Stored entries>
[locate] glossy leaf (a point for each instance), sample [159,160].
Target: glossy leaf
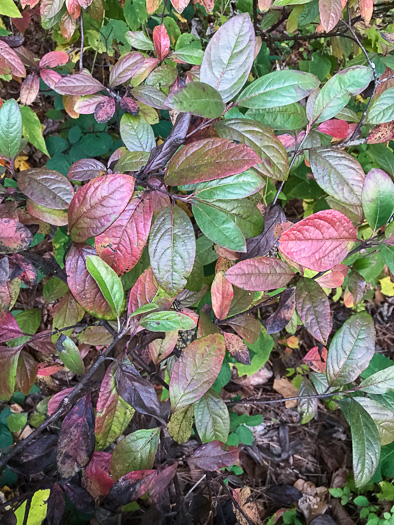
[276,89]
[135,452]
[109,283]
[229,56]
[196,370]
[351,349]
[209,159]
[122,244]
[319,242]
[264,143]
[260,274]
[365,441]
[339,174]
[76,438]
[97,205]
[197,98]
[378,198]
[46,187]
[337,92]
[172,248]
[313,308]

Your objective> Edit the lines above by replacing "glossy leaf" with "shiny leaf" wherever it occurs and leaving everything else as it is. Omit the picture from your output.

Response to this task>
[locate] shiny leaf (a point for each instance), sample [159,160].
Target: shiny leaf
[276,89]
[135,452]
[109,283]
[229,56]
[196,370]
[351,349]
[209,159]
[122,244]
[319,242]
[264,143]
[260,274]
[365,441]
[339,174]
[76,438]
[97,205]
[197,98]
[378,198]
[46,187]
[337,92]
[172,248]
[313,308]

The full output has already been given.